EXERCISE: Count the lines in the stored data below that contain the string "oven", and give only the number.
------ DATA LINES ------
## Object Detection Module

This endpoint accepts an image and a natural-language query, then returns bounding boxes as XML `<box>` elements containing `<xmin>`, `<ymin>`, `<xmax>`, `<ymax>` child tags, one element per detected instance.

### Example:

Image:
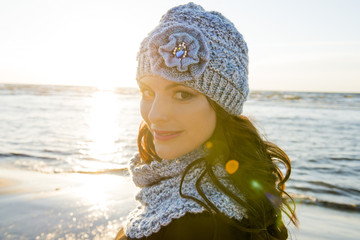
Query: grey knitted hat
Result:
<box><xmin>136</xmin><ymin>3</ymin><xmax>249</xmax><ymax>115</ymax></box>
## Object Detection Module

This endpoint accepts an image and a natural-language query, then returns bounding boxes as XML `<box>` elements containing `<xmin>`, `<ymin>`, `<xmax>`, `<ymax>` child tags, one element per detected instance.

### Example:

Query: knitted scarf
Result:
<box><xmin>124</xmin><ymin>147</ymin><xmax>246</xmax><ymax>238</ymax></box>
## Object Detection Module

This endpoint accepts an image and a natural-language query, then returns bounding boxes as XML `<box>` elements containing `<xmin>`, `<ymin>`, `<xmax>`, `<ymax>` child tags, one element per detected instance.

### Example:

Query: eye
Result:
<box><xmin>140</xmin><ymin>88</ymin><xmax>154</xmax><ymax>98</ymax></box>
<box><xmin>175</xmin><ymin>91</ymin><xmax>194</xmax><ymax>100</ymax></box>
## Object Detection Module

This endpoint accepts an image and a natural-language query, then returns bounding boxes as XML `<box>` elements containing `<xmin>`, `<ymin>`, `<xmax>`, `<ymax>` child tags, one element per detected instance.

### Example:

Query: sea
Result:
<box><xmin>0</xmin><ymin>84</ymin><xmax>360</xmax><ymax>212</ymax></box>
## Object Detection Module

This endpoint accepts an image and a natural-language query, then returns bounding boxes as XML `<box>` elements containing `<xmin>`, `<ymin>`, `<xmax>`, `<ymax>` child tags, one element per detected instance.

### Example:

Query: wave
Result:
<box><xmin>292</xmin><ymin>194</ymin><xmax>360</xmax><ymax>212</ymax></box>
<box><xmin>0</xmin><ymin>153</ymin><xmax>57</xmax><ymax>161</ymax></box>
<box><xmin>61</xmin><ymin>168</ymin><xmax>129</xmax><ymax>176</ymax></box>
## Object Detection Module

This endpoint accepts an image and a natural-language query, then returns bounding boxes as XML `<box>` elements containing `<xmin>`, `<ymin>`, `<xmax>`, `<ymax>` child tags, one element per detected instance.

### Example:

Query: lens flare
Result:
<box><xmin>225</xmin><ymin>160</ymin><xmax>239</xmax><ymax>174</ymax></box>
<box><xmin>251</xmin><ymin>180</ymin><xmax>262</xmax><ymax>191</ymax></box>
<box><xmin>205</xmin><ymin>141</ymin><xmax>213</xmax><ymax>149</ymax></box>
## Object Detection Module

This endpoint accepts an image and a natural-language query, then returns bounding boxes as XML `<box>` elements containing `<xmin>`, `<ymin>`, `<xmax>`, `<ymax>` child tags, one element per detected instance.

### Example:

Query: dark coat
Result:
<box><xmin>116</xmin><ymin>212</ymin><xmax>250</xmax><ymax>240</ymax></box>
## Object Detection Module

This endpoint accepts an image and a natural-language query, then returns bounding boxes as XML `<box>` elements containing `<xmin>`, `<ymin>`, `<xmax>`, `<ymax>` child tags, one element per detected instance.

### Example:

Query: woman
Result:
<box><xmin>116</xmin><ymin>3</ymin><xmax>297</xmax><ymax>239</ymax></box>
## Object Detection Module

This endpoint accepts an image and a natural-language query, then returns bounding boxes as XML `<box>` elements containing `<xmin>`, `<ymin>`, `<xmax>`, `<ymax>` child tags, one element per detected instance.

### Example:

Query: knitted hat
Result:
<box><xmin>136</xmin><ymin>3</ymin><xmax>249</xmax><ymax>115</ymax></box>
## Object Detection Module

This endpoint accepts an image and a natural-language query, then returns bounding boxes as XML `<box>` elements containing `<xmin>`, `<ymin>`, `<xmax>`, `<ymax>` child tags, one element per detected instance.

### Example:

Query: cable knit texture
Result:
<box><xmin>124</xmin><ymin>147</ymin><xmax>246</xmax><ymax>238</ymax></box>
<box><xmin>137</xmin><ymin>3</ymin><xmax>249</xmax><ymax>115</ymax></box>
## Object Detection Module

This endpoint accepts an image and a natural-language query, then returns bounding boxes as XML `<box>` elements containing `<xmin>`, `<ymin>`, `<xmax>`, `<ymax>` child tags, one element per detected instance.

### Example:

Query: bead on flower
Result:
<box><xmin>173</xmin><ymin>42</ymin><xmax>187</xmax><ymax>58</ymax></box>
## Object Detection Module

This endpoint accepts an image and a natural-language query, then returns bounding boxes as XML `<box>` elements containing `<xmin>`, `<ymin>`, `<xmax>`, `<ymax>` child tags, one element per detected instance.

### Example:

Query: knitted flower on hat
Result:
<box><xmin>149</xmin><ymin>25</ymin><xmax>210</xmax><ymax>82</ymax></box>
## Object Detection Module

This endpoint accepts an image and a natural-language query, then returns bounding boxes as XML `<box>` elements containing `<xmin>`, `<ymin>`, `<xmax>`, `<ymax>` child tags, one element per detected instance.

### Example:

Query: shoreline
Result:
<box><xmin>0</xmin><ymin>167</ymin><xmax>360</xmax><ymax>240</ymax></box>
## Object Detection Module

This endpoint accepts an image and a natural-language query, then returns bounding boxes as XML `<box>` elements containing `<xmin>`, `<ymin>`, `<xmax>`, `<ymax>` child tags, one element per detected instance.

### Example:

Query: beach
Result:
<box><xmin>0</xmin><ymin>168</ymin><xmax>360</xmax><ymax>240</ymax></box>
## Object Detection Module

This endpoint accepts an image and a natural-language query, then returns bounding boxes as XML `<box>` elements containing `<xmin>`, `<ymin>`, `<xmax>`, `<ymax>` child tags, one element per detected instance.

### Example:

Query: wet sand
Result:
<box><xmin>0</xmin><ymin>168</ymin><xmax>360</xmax><ymax>240</ymax></box>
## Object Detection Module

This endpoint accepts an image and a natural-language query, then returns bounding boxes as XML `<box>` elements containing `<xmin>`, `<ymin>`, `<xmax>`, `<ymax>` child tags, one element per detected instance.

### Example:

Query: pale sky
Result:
<box><xmin>0</xmin><ymin>0</ymin><xmax>360</xmax><ymax>92</ymax></box>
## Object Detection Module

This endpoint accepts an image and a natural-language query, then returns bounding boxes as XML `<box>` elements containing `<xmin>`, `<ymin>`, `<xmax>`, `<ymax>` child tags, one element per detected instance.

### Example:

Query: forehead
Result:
<box><xmin>138</xmin><ymin>76</ymin><xmax>188</xmax><ymax>90</ymax></box>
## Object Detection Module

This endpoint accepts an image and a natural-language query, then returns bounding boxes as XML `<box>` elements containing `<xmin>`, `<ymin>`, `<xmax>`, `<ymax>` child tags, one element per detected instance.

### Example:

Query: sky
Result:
<box><xmin>0</xmin><ymin>0</ymin><xmax>360</xmax><ymax>93</ymax></box>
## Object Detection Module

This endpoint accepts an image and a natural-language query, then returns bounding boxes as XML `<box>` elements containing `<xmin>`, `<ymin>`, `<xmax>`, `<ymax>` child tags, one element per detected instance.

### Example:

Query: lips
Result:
<box><xmin>153</xmin><ymin>130</ymin><xmax>182</xmax><ymax>140</ymax></box>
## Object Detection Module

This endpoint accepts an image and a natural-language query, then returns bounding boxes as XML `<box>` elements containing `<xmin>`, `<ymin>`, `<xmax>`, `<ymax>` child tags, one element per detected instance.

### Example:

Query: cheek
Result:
<box><xmin>187</xmin><ymin>99</ymin><xmax>216</xmax><ymax>142</ymax></box>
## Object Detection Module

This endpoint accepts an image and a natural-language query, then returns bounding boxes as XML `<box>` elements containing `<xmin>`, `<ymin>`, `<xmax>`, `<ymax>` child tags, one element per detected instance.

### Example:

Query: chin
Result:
<box><xmin>155</xmin><ymin>147</ymin><xmax>185</xmax><ymax>160</ymax></box>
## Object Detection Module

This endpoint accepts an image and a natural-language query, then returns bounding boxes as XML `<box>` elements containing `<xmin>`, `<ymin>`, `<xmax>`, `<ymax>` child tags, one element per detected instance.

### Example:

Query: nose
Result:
<box><xmin>148</xmin><ymin>96</ymin><xmax>171</xmax><ymax>124</ymax></box>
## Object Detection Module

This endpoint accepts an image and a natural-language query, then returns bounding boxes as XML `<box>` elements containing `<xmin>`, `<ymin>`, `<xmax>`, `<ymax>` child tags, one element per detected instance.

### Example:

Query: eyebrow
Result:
<box><xmin>139</xmin><ymin>81</ymin><xmax>185</xmax><ymax>90</ymax></box>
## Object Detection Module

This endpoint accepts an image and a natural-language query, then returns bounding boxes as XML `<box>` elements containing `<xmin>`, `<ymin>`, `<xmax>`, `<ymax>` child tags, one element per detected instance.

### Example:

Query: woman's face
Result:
<box><xmin>139</xmin><ymin>76</ymin><xmax>216</xmax><ymax>159</ymax></box>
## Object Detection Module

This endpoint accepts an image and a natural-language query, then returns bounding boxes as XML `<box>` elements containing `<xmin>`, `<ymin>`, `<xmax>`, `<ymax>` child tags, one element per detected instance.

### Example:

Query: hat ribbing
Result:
<box><xmin>136</xmin><ymin>3</ymin><xmax>249</xmax><ymax>115</ymax></box>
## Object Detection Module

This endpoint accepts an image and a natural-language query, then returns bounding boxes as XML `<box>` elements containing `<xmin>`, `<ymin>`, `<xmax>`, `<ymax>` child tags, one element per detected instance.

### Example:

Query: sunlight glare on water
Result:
<box><xmin>80</xmin><ymin>90</ymin><xmax>124</xmax><ymax>169</ymax></box>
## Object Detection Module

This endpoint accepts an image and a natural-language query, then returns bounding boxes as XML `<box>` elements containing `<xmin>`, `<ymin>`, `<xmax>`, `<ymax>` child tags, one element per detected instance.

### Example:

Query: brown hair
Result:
<box><xmin>138</xmin><ymin>98</ymin><xmax>297</xmax><ymax>239</ymax></box>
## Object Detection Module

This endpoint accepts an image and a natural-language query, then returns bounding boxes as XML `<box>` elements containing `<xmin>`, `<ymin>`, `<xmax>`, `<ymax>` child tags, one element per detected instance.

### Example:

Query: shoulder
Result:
<box><xmin>116</xmin><ymin>212</ymin><xmax>250</xmax><ymax>240</ymax></box>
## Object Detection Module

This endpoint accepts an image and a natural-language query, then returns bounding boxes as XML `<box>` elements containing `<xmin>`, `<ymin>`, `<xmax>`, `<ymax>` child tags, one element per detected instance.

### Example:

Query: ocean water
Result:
<box><xmin>0</xmin><ymin>84</ymin><xmax>360</xmax><ymax>212</ymax></box>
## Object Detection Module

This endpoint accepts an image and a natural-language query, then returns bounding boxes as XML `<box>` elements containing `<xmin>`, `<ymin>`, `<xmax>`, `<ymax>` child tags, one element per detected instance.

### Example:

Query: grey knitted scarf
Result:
<box><xmin>124</xmin><ymin>147</ymin><xmax>246</xmax><ymax>238</ymax></box>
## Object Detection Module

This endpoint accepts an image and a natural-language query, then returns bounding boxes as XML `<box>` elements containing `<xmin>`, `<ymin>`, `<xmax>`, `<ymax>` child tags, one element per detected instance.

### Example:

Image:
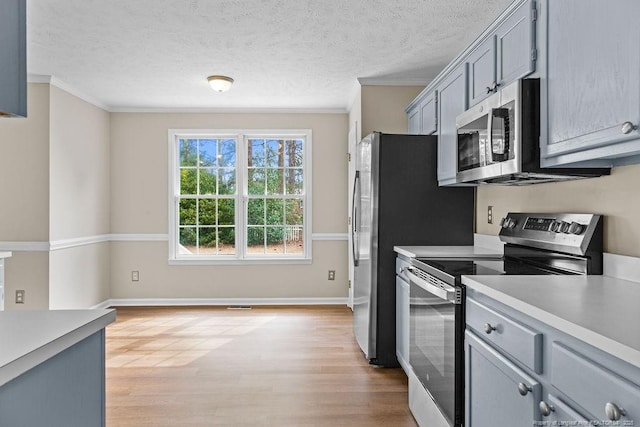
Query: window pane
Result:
<box><xmin>178</xmin><ymin>199</ymin><xmax>197</xmax><ymax>225</ymax></box>
<box><xmin>180</xmin><ymin>227</ymin><xmax>196</xmax><ymax>254</ymax></box>
<box><xmin>267</xmin><ymin>169</ymin><xmax>284</xmax><ymax>194</ymax></box>
<box><xmin>285</xmin><ymin>169</ymin><xmax>304</xmax><ymax>194</ymax></box>
<box><xmin>218</xmin><ymin>199</ymin><xmax>236</xmax><ymax>225</ymax></box>
<box><xmin>218</xmin><ymin>139</ymin><xmax>236</xmax><ymax>168</ymax></box>
<box><xmin>247</xmin><ymin>169</ymin><xmax>265</xmax><ymax>195</ymax></box>
<box><xmin>285</xmin><ymin>227</ymin><xmax>304</xmax><ymax>254</ymax></box>
<box><xmin>179</xmin><ymin>139</ymin><xmax>198</xmax><ymax>166</ymax></box>
<box><xmin>285</xmin><ymin>139</ymin><xmax>303</xmax><ymax>168</ymax></box>
<box><xmin>248</xmin><ymin>139</ymin><xmax>264</xmax><ymax>167</ymax></box>
<box><xmin>198</xmin><ymin>168</ymin><xmax>216</xmax><ymax>194</ymax></box>
<box><xmin>285</xmin><ymin>199</ymin><xmax>304</xmax><ymax>225</ymax></box>
<box><xmin>198</xmin><ymin>227</ymin><xmax>216</xmax><ymax>255</ymax></box>
<box><xmin>267</xmin><ymin>227</ymin><xmax>284</xmax><ymax>254</ymax></box>
<box><xmin>267</xmin><ymin>199</ymin><xmax>284</xmax><ymax>225</ymax></box>
<box><xmin>218</xmin><ymin>168</ymin><xmax>236</xmax><ymax>194</ymax></box>
<box><xmin>247</xmin><ymin>227</ymin><xmax>264</xmax><ymax>254</ymax></box>
<box><xmin>218</xmin><ymin>227</ymin><xmax>236</xmax><ymax>255</ymax></box>
<box><xmin>180</xmin><ymin>169</ymin><xmax>198</xmax><ymax>194</ymax></box>
<box><xmin>247</xmin><ymin>199</ymin><xmax>264</xmax><ymax>225</ymax></box>
<box><xmin>198</xmin><ymin>199</ymin><xmax>216</xmax><ymax>225</ymax></box>
<box><xmin>198</xmin><ymin>139</ymin><xmax>218</xmax><ymax>167</ymax></box>
<box><xmin>267</xmin><ymin>139</ymin><xmax>284</xmax><ymax>168</ymax></box>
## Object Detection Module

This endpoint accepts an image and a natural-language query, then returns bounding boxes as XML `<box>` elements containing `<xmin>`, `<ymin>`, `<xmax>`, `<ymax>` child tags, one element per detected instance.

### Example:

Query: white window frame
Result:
<box><xmin>168</xmin><ymin>129</ymin><xmax>313</xmax><ymax>265</ymax></box>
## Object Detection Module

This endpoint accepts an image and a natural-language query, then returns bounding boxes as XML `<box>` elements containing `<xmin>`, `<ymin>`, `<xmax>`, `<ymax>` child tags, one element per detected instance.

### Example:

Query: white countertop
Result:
<box><xmin>462</xmin><ymin>276</ymin><xmax>640</xmax><ymax>368</ymax></box>
<box><xmin>0</xmin><ymin>310</ymin><xmax>116</xmax><ymax>387</ymax></box>
<box><xmin>393</xmin><ymin>246</ymin><xmax>502</xmax><ymax>258</ymax></box>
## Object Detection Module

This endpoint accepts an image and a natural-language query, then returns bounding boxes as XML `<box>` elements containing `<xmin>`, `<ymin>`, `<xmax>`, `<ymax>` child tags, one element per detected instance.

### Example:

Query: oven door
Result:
<box><xmin>409</xmin><ymin>267</ymin><xmax>464</xmax><ymax>426</ymax></box>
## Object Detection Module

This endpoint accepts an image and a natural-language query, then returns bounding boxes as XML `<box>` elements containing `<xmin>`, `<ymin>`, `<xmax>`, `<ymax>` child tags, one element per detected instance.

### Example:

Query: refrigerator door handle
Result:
<box><xmin>351</xmin><ymin>171</ymin><xmax>360</xmax><ymax>267</ymax></box>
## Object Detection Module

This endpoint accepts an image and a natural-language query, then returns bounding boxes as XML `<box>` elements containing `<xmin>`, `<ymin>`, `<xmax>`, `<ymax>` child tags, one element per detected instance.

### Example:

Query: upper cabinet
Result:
<box><xmin>407</xmin><ymin>90</ymin><xmax>438</xmax><ymax>135</ymax></box>
<box><xmin>0</xmin><ymin>0</ymin><xmax>27</xmax><ymax>117</ymax></box>
<box><xmin>541</xmin><ymin>0</ymin><xmax>640</xmax><ymax>166</ymax></box>
<box><xmin>466</xmin><ymin>0</ymin><xmax>538</xmax><ymax>106</ymax></box>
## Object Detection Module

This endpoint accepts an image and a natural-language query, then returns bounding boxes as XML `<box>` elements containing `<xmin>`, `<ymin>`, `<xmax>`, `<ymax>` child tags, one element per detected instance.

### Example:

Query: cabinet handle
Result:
<box><xmin>518</xmin><ymin>383</ymin><xmax>533</xmax><ymax>396</ymax></box>
<box><xmin>604</xmin><ymin>402</ymin><xmax>627</xmax><ymax>421</ymax></box>
<box><xmin>538</xmin><ymin>400</ymin><xmax>556</xmax><ymax>417</ymax></box>
<box><xmin>484</xmin><ymin>323</ymin><xmax>496</xmax><ymax>334</ymax></box>
<box><xmin>622</xmin><ymin>122</ymin><xmax>638</xmax><ymax>135</ymax></box>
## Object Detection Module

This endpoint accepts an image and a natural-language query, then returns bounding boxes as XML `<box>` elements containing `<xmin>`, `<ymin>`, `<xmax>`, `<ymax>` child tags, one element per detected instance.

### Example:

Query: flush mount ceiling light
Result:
<box><xmin>207</xmin><ymin>76</ymin><xmax>233</xmax><ymax>92</ymax></box>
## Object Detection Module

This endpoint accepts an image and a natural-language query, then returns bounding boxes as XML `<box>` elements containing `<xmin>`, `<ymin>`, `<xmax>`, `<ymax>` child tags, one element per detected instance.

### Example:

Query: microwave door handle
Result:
<box><xmin>484</xmin><ymin>108</ymin><xmax>495</xmax><ymax>166</ymax></box>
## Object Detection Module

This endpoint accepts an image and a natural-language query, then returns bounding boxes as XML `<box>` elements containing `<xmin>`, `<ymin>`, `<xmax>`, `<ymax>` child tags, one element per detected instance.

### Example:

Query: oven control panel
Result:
<box><xmin>499</xmin><ymin>212</ymin><xmax>602</xmax><ymax>254</ymax></box>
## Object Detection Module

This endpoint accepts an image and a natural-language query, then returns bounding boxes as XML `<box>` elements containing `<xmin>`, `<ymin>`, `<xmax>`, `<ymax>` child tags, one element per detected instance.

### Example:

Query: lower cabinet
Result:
<box><xmin>465</xmin><ymin>288</ymin><xmax>640</xmax><ymax>427</ymax></box>
<box><xmin>465</xmin><ymin>331</ymin><xmax>542</xmax><ymax>427</ymax></box>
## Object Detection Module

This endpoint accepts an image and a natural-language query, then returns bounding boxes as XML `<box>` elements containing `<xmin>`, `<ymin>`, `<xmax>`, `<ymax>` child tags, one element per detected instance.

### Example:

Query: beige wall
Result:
<box><xmin>48</xmin><ymin>242</ymin><xmax>111</xmax><ymax>309</ymax></box>
<box><xmin>361</xmin><ymin>86</ymin><xmax>424</xmax><ymax>136</ymax></box>
<box><xmin>476</xmin><ymin>165</ymin><xmax>640</xmax><ymax>257</ymax></box>
<box><xmin>49</xmin><ymin>86</ymin><xmax>110</xmax><ymax>241</ymax></box>
<box><xmin>110</xmin><ymin>113</ymin><xmax>348</xmax><ymax>298</ymax></box>
<box><xmin>49</xmin><ymin>86</ymin><xmax>110</xmax><ymax>309</ymax></box>
<box><xmin>0</xmin><ymin>83</ymin><xmax>110</xmax><ymax>310</ymax></box>
<box><xmin>0</xmin><ymin>84</ymin><xmax>49</xmax><ymax>310</ymax></box>
<box><xmin>0</xmin><ymin>84</ymin><xmax>49</xmax><ymax>241</ymax></box>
------
PROBLEM SOLUTION: 2